**Trecho**
>>>>>

Ocorre que é absolutamente normal o uso de outros componentes para a produção do molho além da soja (e sal e água). Geralmente é adicionada uma fonte de amido para promover o crescimento do fungo e a produção de suas enzimas - no Japão e outros países orientais é comum a adição de trigo.
O ministério da agricultura do Japão padroniza cinco tipos entre os principais, mas há variantes por todo o país. O tipo mais comum de shoyu comercializado no Japão é koikuchishoyu (濃口醤油), com uma proporção de 1:1 entre soja e trigo. O shiroshoyu (白醤油), shoyu branco, pode ser feito totalmente de trigo, mas o mais comum tem uma proporção de cerca de 75% (1 parte de soja para 3 de trigo). O usukuchishoyu (薄口醤油) tem uma coloração intermediária entre o shiroshoyu e o koikuchishoyu, tendo cerca de 66% de trigo. Quanto maior a proporção de soja, geralmente, maior o teor de glutamato (e outros aminoácidos livres), que confere(m) o umami ao molho. Quanto maior a proporção de fontes de amido, maior o teor de açúcares, que conferem um toque adocicado. (Veja na tabela 1 algumas das principais características de cada tipo.)

<<<<<

[Linhas do conjunto de dados de apontamento de objetos]
>>>>>

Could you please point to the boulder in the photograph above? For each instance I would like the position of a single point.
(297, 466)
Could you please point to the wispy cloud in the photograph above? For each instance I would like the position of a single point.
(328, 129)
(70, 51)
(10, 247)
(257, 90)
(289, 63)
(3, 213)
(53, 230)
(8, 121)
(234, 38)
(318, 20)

<<<<<

**Exercícios propostos**
A – Resuma em duas frases o trecho sobre o shoyu.
B – No trecho sobre o shoyu, substitua "trigo" por "arroz" e reescreva a parte que vai de "O ministério da" até "de cada tipo.)", inclusive.
C – Continue o texto sobre os tipos de shoyu a partir da última frase apresentada.

**Respostas apresentadas**
A – Além de soja, sal e água, é normal acrescentar ao molho uma fonte de amido para promover o crescimento do fungo e a produção de suas enzimas, e no Japão e em outros países orientais é comum usar trigo. O ministério da agricultura do Japão padroniza cinco tipos principais, como o koikuchishoyu, o shiroshoyu e o usukuchishoyu, que variam na proporção entre soja e trigo: mais soja costuma significar mais glutamato, que confere o umami, e mais amido resulta em mais açúcares, que dão um toque adocicado.

B –
O ministério da agricultura do Japão padroniza cinco tipos entre os principais, mas há variantes por todo o país. O tipo mais comum de shoyu comercializado no Japão é koikuchishoyu (濃口醤油), com uma proporção de 1:1 entre soja e arroz. O shiroshoyu (白醤油), shoyu branco, pode ser feito totalmente de arroz, mas o mais comum tem uma proporção de cerca de 75% (1 parte de soja para 3 de arroz). O usukuchishoyu (薄口醤油) tem uma coloração intermediária entre o shiroshoyu e o koikuchishoyu, tendo cerca de 66% de arroz. Quanto maior a proporção de soja, geralmente, maior o teor de glutamato (e outros aminoácidos livres), que confere(m) o umami ao molho. Quanto maior a proporção de fontes de amido, maior o teor de açúcares, que conferem um toque adocicado. (Veja na tabela 1 algumas das principais características de cada tipo.)

C –
Tabela 1. Características de composição e coloração dos cinco tipos padronizados de shoyu japonês. (Modificado de: O'Toole 2004.)
tipo | sal (g/100 ml) | nitrogênio total (g/100 ml) | açúcares redutores (g/100 ml) | álcool (ml/100 ml) | cor | razão soja:trigo | |
koikuchi | 16,9 | 1,57 | 3 | 2,3 | marrom escuro | 1:1 | mais vendido no Japão (>80% do mercado) |
usukuchi | 18,9 | 1,19 | 4,2 | 2,1 | marrom claro | mais trigo | |
tamari | 19 | 2,25 | 5,3 | 0,1 | quase preto | 10:1 | principal tipo consumido na China |
saishikomi | 18,6 | 2,39 | 7,5 | - | quase preto | 1:1 | uso de shoyu cru no lugar da salmoura para fermentação líquida |
shiro | 19 | 0,5 | 20,2 | - | amarelado | muito mais trigo |
A figura abaixo representa simplificadamente o processo industrial de produção do koikuchishoyu.
Então é preciso observar- que: 1) não há proibição na legislação brasileira de adição de milho nem estabelecimento de limites para seu uso no molho de soja (como é comentado de passagem nas reportagens como a do UOL); 2) elementos amiláceos que não a soja são acrescentados normalmente na produção de shoyu, inclusive no Japão; 3) a presença de milho (e outros ingredientes) *está* indicada normalmente nos rótulos de shoyu nacionais, como determina a lei.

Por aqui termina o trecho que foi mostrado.